• The task:
Please swap "wooden plank" for "timber board" in the stretch of data from the line containing "Target: bride and groom embracing" through the line containing "(1076, 573)", and return only those lines with nothing else changed.

• Data shown:
··········
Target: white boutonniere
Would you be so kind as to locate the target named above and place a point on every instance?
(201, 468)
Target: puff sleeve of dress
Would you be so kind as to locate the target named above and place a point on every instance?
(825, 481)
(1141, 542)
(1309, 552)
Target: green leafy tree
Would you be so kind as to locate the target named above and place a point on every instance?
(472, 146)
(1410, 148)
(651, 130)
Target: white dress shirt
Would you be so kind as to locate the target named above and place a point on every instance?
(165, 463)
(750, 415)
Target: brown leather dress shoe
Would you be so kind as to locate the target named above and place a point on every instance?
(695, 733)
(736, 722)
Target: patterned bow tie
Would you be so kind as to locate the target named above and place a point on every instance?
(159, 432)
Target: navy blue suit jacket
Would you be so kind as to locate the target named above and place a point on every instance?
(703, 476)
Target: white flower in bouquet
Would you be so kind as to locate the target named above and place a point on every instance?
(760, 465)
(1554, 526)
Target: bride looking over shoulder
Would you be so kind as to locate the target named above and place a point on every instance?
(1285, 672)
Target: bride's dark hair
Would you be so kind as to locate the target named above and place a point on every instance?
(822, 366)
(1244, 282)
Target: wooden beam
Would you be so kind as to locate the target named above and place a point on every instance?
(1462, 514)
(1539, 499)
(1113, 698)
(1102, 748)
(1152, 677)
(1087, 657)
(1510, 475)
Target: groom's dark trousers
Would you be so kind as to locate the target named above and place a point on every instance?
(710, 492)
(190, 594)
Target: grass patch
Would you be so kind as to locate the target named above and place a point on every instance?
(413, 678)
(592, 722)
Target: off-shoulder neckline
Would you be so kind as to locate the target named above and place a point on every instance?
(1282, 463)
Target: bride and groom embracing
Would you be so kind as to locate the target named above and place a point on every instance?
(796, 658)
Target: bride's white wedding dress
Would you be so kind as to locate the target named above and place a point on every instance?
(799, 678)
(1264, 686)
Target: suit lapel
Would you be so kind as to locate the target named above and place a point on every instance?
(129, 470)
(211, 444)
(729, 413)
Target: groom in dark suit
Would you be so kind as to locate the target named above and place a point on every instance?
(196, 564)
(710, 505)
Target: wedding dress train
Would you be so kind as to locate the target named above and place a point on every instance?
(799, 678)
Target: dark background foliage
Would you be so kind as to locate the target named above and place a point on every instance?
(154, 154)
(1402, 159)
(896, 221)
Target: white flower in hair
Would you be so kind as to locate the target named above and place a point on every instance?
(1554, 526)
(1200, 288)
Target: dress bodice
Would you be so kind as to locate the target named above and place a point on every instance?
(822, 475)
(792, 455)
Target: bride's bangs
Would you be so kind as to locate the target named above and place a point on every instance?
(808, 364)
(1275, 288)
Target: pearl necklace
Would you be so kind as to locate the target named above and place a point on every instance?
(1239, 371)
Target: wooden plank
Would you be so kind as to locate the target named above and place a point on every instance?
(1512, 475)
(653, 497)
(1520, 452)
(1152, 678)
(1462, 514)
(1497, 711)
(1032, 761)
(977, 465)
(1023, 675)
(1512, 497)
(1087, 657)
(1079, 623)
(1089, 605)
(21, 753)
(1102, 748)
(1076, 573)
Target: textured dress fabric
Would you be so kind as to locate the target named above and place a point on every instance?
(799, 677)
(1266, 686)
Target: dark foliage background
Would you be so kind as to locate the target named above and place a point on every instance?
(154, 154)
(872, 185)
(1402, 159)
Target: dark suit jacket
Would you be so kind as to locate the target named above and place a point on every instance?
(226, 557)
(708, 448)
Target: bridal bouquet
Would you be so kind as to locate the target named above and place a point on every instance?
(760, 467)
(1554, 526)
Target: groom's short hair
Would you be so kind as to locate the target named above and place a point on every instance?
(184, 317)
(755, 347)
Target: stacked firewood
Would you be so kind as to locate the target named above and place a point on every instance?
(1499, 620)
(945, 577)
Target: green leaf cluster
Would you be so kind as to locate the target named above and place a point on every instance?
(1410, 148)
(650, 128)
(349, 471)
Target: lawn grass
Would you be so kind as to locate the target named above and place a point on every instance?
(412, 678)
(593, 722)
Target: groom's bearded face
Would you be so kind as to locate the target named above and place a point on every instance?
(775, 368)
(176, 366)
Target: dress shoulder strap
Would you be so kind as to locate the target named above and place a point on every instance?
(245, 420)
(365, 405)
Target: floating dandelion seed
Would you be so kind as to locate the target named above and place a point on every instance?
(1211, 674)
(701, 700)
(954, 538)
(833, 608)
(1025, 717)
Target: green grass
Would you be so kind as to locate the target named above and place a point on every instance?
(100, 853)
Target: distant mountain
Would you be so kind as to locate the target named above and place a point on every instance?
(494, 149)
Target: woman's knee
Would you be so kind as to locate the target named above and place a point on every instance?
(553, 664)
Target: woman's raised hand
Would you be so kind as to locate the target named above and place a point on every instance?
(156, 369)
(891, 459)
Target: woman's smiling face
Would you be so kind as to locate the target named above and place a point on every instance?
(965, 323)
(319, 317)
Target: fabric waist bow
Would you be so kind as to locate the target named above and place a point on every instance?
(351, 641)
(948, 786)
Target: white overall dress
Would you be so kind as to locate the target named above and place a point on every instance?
··········
• Complete answer:
Target: bride and groom embracing
Would you be so kind as to locate the target named above and place a point on every instance?
(796, 658)
Target: bride's white wedding dress
Would you be so kind as to locate the target named above and place a point on every instance?
(799, 678)
(1264, 686)
Target: suit lapel
Would you be so kind as to locate the target named above and place a point on every instance?
(129, 470)
(211, 444)
(729, 413)
Target: groom in dark suit
Would you be so kind as to locate the target named above and place a point on every instance?
(196, 564)
(710, 505)
Target: wedding dress train
Would you be so kind as to locate the target named above and place a point on every instance?
(799, 678)
Target: dark background foliage
Would you be so kind as to locate the target named above and place a point on every instance?
(154, 154)
(1402, 159)
(896, 221)
Target: white flower in hair
Would you be so kind as to locate the target named above and place a point on every instance?
(1554, 526)
(1200, 288)
Target: dress bodice
Would you be so kind as to locate the target named above and place a point on every instance?
(822, 475)
(792, 455)
Target: bride's bangs
Would you be so kind as to locate the target named above and place a point on every instance?
(808, 364)
(1275, 288)
Target: pearl necklace
Would you be so kind as to locate the target named above and place a point on every instance?
(1239, 371)
Target: timber board
Would you be so kind as to locate the target named above and place a point on every instance?
(1512, 475)
(653, 497)
(1520, 452)
(1152, 678)
(1462, 514)
(1497, 711)
(1032, 761)
(977, 465)
(1023, 675)
(1512, 497)
(1087, 657)
(1079, 623)
(1089, 605)
(21, 753)
(1102, 748)
(1076, 573)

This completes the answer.